• **Extract**:
■ ■ ■ ■ ■ ■ ■
Playing with Fire is the only studio album by American media personality and rapper Kevin Federline, released on October 31, 2006, through Federline Records. The album's executive producer was Federline's then-wife Britney Spears, who contributes vocals to the song "Crazy", which is on the album. She and Federline composed two tracks that did not get included in the album. Contributions to the album's production came from a variety of producers and songwriters, including DJ Bosko Stix Baby, J.R. Rotem, and Versatile. Reception to Playing with Fire by music critics was overwhelmingly negative, and it is currently the lowest-rated album on music review aggregator Metacritic. Criticism was levied towards its vapid lyrics, uninspired production, and Federline's performance.

The first single option, "PopoZão", was produced by Disco D and co-composed by Spears; the song takes inspiration from Brazil's favela funk. The song was panned by critics and the single was canceled. "Lose Control" was provided a download-only release in October 2006 and premiered with a performance at the 2006 Teen Choice Awards. Playing with Fire debuted at number 151 on the Billboard 200, with sales of 6,000 copies, and has sold over 16,000 copies in the United States according to Nielsen Soundscan.

Development 

In July 2004, pop singer Britney Spears became engaged to Federline, whom she had met three months before. The romance received intense attention from the media, since Federline had recently broken up with actress Shar Jackson, who was still pregnant with their second child at the time. Federline felt the public and press saw him as someone who was "in Spears' shadow" and only wanted to benefit from the relationship. Trying to be seen as a recording artist himself, Federline decided to work on a studio album, inspired by hip hop music. Spears financed the project, because the singer wanted her husband to feel supported by her. Federline then worked with several producers including Christopher Notes Olsen and J.R. Rotem. Spears also composed two tracks with Federline titled "Y'all Ain't Ready" and "PopoZão"; however, they were not in the final track listing. When asked about the album, Federline said, "It's like an upbeat club record. Everything on it, you can just pretty much dance to it. It says a lot, in a fun way. It speaks for itself."

Release and promotion 
The first single option was "PopoZão". According to Chuck Arnold of People, "the frenetic dance track (its title refers to a bootylicious posterior) taps into the favela funk sound popular in Rio de Janeiro and features production by Disco D, who keeps things popping with breakneck beats." Arnold considered the song annoying, and disliked Federline's rap. The song was panned by critics, so it wasn't included in the album.
■ ■ ■ ■ ■ ■ ■
• **Data extract**:
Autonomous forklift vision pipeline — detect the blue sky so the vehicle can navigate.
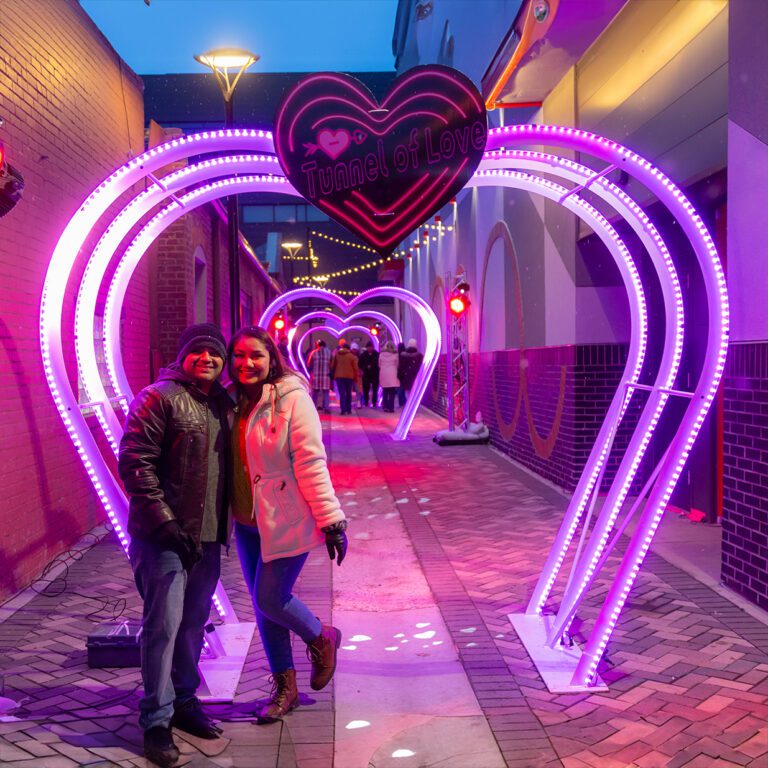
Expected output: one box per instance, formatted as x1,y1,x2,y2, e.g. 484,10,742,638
■ ■ ■ ■ ■ ■ ■
• **Required work**:
Could you reproduce the part of the Playing with Fire text that opens with the words containing "Release and promotion" and closes with "wasn't included in the album.", replacing "annoying" with "irritating"? The listing is separate material, unrelated to the Playing with Fire text.

• **Exercise response**:
Release and promotion 
The first single option was "PopoZão". According to Chuck Arnold of People, "the frenetic dance track (its title refers to a bootylicious posterior) taps into the favela funk sound popular in Rio de Janeiro and features production by Disco D, who keeps things popping with breakneck beats." Arnold considered the song irritating, and disliked Federline's rap. The song was panned by critics, so it wasn't included in the album.